→ **Excerpted text**:
━━━━━━

Keeping up with my coverage of vintage popstars only your tía and I care about, Ana Gabriel, one of the best selling Mexican singer-songwriters, finally opened up about her sexual orientation — sorta.

It’s nobody’s business, really, but since she often wears Hillary Clinton-like pantsuits, has never publicly been seen with a significant other, and has a deep, raspy voice, curiosity over Ana Gabriel’s sexuality have been floating around for decades.

Certain ambiguously-worded songs from her beloved catalog, such as “Simplemente amigos,” are some of the best-known gay torch songs in Latin American.

It’s all in the lyrics:

“There’s not much we can reveal to others, other than ‘we’re only friends and little else.’ Yet, nobody really knows what happens between us after we feign our goodbyes. I’d give anything to make our love known; to tell them we love each other uncontrollably behind closed doors. We wake up holding each other, and with a desire to keep loving one another, but the reality is that they’ll never accept our love.”

Ana Gabriel could be talking about her gardener, but it’s easy to see why such obscure lyricism would resonate with old-school gay audiences, many of whom grew up in largely homophobic Latin American countries.

But in October of 2015, while performing in Monterrey, Mexico, Ana openly addressed the old hearsay — somewhat awkwardly —and told her fans she considers herself “asexual.”

━━━━━━

→ **Records supplied**:
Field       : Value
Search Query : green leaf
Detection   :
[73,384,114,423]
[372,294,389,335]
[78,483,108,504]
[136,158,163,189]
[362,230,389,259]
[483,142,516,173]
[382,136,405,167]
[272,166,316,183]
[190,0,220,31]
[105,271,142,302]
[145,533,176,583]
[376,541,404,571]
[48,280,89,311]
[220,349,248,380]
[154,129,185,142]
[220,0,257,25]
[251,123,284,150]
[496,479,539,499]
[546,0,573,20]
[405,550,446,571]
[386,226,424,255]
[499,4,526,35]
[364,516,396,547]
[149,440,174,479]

━━━━━━

→ **Task description**: Can you extract the text on Ana Gabriel from "Certain ambiguously-worded songs" up to and including "Latin American countries."?

→ **Full response**:
Certain ambiguously-worded songs from her beloved catalog, such as “Simplemente amigos,” are some of the best-known gay torch songs in Latin American.

It’s all in the lyrics:

“There’s not much we can reveal to others, other than ‘we’re only friends and little else.’ Yet, nobody really knows what happens between us after we feign our goodbyes. I’d give anything to make our love known; to tell them we love each other uncontrollably behind closed doors. We wake up holding each other, and with a desire to keep loving one another, but the reality is that they’ll never accept our love.”

Ana Gabriel could be talking about her gardener, but it’s easy to see why such obscure lyricism would resonate with old-school gay audiences, many of whom grew up in largely homophobic Latin American countries.